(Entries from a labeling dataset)
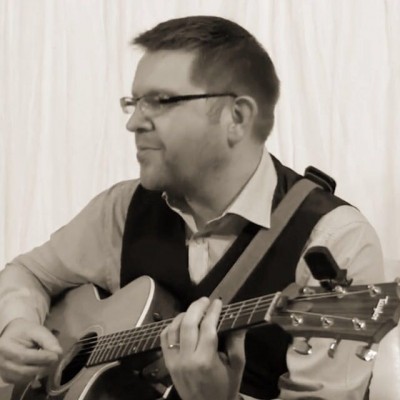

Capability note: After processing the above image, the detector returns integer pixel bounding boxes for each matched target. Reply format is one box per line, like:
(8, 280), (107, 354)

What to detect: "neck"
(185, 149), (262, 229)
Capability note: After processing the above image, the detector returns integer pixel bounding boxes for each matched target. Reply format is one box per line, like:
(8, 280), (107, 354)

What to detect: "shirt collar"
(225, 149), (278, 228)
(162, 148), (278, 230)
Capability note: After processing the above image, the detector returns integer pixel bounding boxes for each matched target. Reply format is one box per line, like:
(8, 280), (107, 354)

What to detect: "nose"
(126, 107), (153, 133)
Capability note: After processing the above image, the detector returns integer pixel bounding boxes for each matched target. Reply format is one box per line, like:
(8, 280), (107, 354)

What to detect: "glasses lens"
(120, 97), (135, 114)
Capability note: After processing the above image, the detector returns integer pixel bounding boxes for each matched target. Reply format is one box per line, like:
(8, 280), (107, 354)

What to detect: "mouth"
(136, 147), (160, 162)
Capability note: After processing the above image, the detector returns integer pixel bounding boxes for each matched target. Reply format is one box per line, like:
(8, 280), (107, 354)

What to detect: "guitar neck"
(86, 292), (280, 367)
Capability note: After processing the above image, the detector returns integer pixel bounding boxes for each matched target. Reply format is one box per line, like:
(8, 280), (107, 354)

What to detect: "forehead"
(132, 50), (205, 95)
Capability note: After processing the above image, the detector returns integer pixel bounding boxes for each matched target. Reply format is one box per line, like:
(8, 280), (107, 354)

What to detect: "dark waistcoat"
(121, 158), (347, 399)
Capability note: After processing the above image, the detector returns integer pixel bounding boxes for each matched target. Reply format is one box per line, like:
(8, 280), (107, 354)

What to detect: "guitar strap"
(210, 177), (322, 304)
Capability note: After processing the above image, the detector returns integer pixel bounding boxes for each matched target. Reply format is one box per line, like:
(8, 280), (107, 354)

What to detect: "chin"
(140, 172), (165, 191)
* * *
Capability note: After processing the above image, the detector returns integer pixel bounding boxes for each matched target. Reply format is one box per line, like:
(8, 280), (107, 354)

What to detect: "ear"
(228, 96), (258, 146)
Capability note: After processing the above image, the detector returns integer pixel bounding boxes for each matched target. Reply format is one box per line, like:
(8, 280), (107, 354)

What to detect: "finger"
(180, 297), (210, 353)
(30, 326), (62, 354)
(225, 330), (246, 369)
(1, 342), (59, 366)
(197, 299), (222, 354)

▶ THE PROBLEM: Find every line in the lines above that contains the word "neck", and copy each one.

▶ WRITTEN RESPONSE:
What to detect: "neck"
What to detect: "guitar neck"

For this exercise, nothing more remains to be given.